### PASSAGE SHOWN
Most British people live in tiny houses, cramped together on our crowded island. And we're all stuck, in the midst of a housing crisis that has sent average prices ten times the average wage. So when a new game arrives, it's always to a mixture of excitement and unease. It's something new to explore, but where the hell am I going to put it?

So it's with some relief that the opening pages of Shadows of Malice make clear you can play the game with just two of its chunky hexes. I set it up that evening, on a dinner tray perched on a stool in front of the TV. My lone Avatar gets a random power, a random item and a scattering of plastic, winking coloured Shards. Then it's off to save Aethos from the encroaching shadows.

Shadows of Malice is very much a classic RPG on a board. It's co-op or solo. To win, I need to find which of the three face-down "wells" on my hex is a light well before one of the titular shadows get there. Each has a guardian which I can't hope to take on in my neophyte state. So I have to find and battle monsters to gain treasure and Shards until I'm bad enough to beat the big guys.

With my starting hex next to a creature lair, it seems churlish not to get right on with it. So I do.

Each encounter is randomly generated by rolling on a table. The rules say this is to encourage variety and imagination but it feels like pointless busywork. The dice are kind and I roll up a low-power "Sectoid" with no special powers. Some sort of giant insect or spider then, I guess. The combat dice are kind, too, and I dispatch it without distress.

### QUESTIONS ON THE MATERIAL
- A) In the Shadows of Malice review above, list everything the lone Avatar gets at the start.
- B) Write out the part of the Shadows of Malice review starting at "Shadows of Malice is" up to and including "the big guys.".

### DATA EXTRACTS

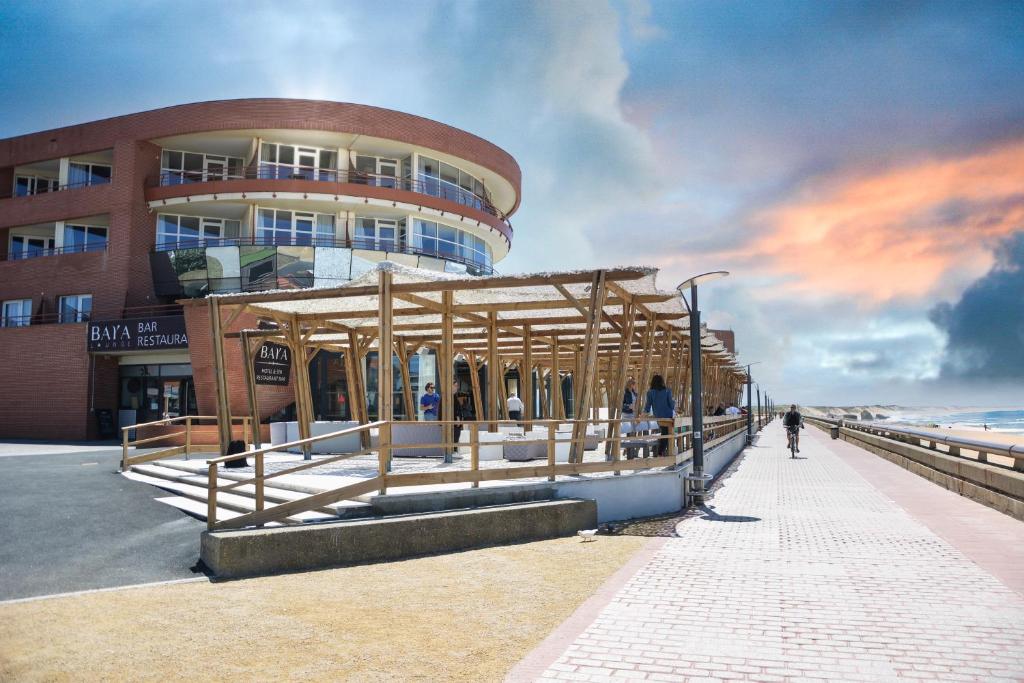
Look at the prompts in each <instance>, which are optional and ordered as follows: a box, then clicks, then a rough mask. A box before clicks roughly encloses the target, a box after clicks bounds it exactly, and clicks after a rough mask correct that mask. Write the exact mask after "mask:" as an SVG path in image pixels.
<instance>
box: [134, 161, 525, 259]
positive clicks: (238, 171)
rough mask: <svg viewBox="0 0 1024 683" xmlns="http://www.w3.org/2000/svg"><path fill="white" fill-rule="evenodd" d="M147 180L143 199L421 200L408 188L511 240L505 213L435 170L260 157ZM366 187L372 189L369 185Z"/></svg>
mask: <svg viewBox="0 0 1024 683" xmlns="http://www.w3.org/2000/svg"><path fill="white" fill-rule="evenodd" d="M213 183H215V184H213ZM204 184H207V185H209V186H208V187H201V186H197V187H196V188H195V191H191V190H189V191H186V193H182V191H181V190H182V189H184V187H190V186H194V185H204ZM146 186H147V187H150V188H152V189H151V190H150V191H147V193H146V199H148V200H151V201H153V200H161V199H170V198H172V197H178V196H181V195H187V194H197V193H202V194H214V195H215V194H217V193H231V191H238V193H245V191H251V193H258V191H299V193H303V194H325V195H334V196H340V195H350V196H357V197H374V198H377V197H379V198H381V199H387V200H389V201H391V200H396V201H402V202H408V203H411V204H425V203H424V202H423V201H422V200H419V199H417V198H415V197H402V196H401V194H404V193H409V194H412V195H418V196H422V197H429V198H434V199H436V200H440V201H441V203H440V204H439V205H438V206H437V207H434V208H440V209H441V210H449V211H453V212H460V211H459V209H458V208H457V207H453V206H452V204H455V205H459V207H466V208H467V209H469V211H461V213H465V214H466V215H468V216H470V217H473V213H474V212H479V213H480V214H483V217H481V218H482V219H483V220H485V221H486V222H487V224H489V225H490V226H492V227H494V228H495V229H497V230H499V232H501V233H502V234H504V236H505V238H506V240H507V241H508V242H509V243H511V240H512V234H513V229H512V223H511V222H510V221H509V218H508V216H507V215H506V214H505V213H504V212H502V211H501V210H499V209H498V208H497V207H495V206H494V205H493V204H492V203H490V201H489V200H488V199H487V198H485V197H480V196H479V195H476V194H474V193H472V191H470V190H468V189H466V188H464V187H461V186H459V185H457V184H455V183H452V182H450V181H447V180H442V179H440V178H437V177H433V176H420V177H417V178H411V177H396V176H392V175H382V174H375V173H366V172H361V171H354V170H347V171H342V170H335V169H325V168H314V167H307V166H296V165H291V164H271V163H268V162H261V163H260V164H258V165H254V166H249V167H245V168H238V167H234V168H232V167H222V168H218V169H206V170H202V171H199V170H198V171H167V170H165V171H163V172H161V174H160V175H159V176H157V177H151V178H148V179H147V180H146ZM369 188H374V189H373V190H370V189H369ZM381 190H383V191H381ZM389 190H393V194H389ZM449 203H451V204H449Z"/></svg>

### COMPLETED EXERCISE
- A)
- a random power
- a random item
- a scattering of plastic, winking coloured Shards

- B)
Shadows of Malice is very much a classic RPG on a board. It's co-op or solo. To win, I need to find which of the three face-down "wells" on my hex is a light well before one of the titular shadows get there. Each has a guardian which I can't hope to take on in my neophyte state. So I have to find and battle monsters to gain treasure and Shards until I'm bad enough to beat the big guys.